:: Work task ::
Your task is to reproduce exactly the lines that run from the beginning of the data through the line where "positive clicks: (1568, 459)" appears.

[Stored entries]
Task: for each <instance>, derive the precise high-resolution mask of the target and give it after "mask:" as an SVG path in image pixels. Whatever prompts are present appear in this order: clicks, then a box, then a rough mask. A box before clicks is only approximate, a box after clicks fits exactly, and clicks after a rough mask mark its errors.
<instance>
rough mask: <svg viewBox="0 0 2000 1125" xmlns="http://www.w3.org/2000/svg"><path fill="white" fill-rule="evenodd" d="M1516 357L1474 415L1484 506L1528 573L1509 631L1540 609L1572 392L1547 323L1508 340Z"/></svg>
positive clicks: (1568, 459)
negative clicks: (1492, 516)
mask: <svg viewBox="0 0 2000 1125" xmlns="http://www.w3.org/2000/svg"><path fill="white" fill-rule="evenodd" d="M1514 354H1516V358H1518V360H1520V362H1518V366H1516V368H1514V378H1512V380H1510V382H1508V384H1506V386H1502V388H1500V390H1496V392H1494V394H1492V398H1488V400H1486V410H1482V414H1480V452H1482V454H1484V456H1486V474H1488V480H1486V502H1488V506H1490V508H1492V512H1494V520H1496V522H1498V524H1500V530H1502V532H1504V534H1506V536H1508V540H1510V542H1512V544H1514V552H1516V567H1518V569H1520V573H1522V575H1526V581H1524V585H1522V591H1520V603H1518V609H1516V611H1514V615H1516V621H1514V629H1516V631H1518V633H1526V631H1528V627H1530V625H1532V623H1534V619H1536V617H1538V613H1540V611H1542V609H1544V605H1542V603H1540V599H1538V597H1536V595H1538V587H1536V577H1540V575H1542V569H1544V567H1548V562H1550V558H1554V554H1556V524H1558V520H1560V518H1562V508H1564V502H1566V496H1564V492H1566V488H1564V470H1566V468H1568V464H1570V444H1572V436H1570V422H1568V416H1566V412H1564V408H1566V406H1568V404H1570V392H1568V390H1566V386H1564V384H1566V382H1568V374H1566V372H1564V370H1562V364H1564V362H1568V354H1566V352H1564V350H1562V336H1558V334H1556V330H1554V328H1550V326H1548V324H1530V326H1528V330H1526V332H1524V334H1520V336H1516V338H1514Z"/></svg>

:: Reply to the task ::
Task: for each <instance>, derive the precise high-resolution mask of the target and give it after "mask:" as an SVG path in image pixels. Whatever prompts are present appear in this order: clicks, then a box, then a rough mask. A box before clicks is only approximate, a box after clicks fits exactly, and clicks after a rough mask mark its errors.
<instance>
rough mask: <svg viewBox="0 0 2000 1125" xmlns="http://www.w3.org/2000/svg"><path fill="white" fill-rule="evenodd" d="M1516 357L1474 415L1484 506L1528 573L1509 631L1540 609L1572 392L1547 323L1508 340Z"/></svg>
positive clicks: (1568, 459)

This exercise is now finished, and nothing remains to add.